EXERCISE MATERIALS
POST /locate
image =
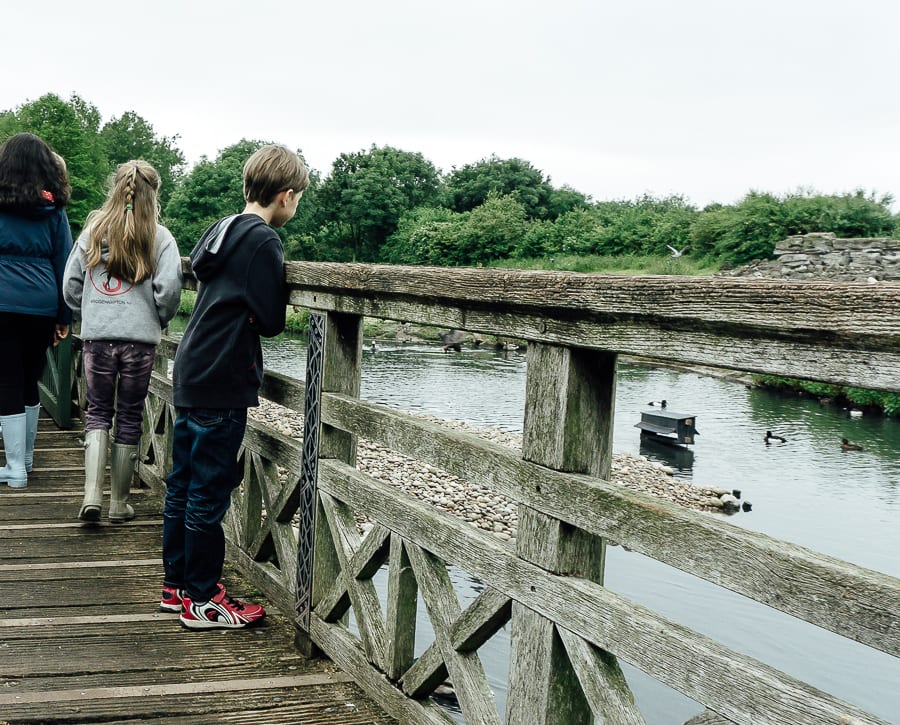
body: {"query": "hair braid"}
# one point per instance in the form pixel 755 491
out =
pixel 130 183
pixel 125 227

...

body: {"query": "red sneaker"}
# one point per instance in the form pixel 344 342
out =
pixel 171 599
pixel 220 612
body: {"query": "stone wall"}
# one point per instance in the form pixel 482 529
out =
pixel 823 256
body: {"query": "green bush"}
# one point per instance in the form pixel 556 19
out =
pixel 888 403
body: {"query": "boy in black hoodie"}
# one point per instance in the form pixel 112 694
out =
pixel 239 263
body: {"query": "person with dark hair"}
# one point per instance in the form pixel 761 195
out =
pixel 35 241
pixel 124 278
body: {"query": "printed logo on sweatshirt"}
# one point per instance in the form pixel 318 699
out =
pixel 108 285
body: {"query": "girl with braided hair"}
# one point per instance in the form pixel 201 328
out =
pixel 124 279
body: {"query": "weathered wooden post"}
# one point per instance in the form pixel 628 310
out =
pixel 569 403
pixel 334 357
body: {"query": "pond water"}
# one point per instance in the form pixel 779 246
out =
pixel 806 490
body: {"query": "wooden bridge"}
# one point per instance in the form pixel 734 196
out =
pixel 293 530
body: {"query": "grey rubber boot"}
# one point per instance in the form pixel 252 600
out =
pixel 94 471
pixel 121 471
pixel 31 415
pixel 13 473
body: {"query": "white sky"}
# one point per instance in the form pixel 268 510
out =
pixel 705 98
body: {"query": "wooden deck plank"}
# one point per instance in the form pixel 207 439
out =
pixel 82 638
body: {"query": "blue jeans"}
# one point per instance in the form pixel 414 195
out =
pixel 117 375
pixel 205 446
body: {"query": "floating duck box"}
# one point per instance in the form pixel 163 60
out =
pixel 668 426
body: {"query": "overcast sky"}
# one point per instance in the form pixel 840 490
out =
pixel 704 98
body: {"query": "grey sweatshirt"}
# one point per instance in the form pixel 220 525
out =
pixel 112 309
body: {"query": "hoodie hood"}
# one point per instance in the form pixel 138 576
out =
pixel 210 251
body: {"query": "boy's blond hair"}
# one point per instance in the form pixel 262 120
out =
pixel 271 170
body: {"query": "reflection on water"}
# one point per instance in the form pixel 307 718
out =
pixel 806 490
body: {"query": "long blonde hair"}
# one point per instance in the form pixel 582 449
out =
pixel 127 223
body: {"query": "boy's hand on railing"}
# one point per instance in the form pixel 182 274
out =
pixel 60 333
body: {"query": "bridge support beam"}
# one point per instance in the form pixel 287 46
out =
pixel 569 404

CHALLENGE
Rewrite the rows in the stretch from the line containing "POST /locate" through the line containing "pixel 125 227", replacing "hair braid" with "plait" and leaving everything else unchanged. Omit the pictures from your answer.

SOLVED PROBLEM
POST /locate
image =
body: {"query": "plait"}
# one point per instance in the form pixel 755 491
out =
pixel 130 183
pixel 125 227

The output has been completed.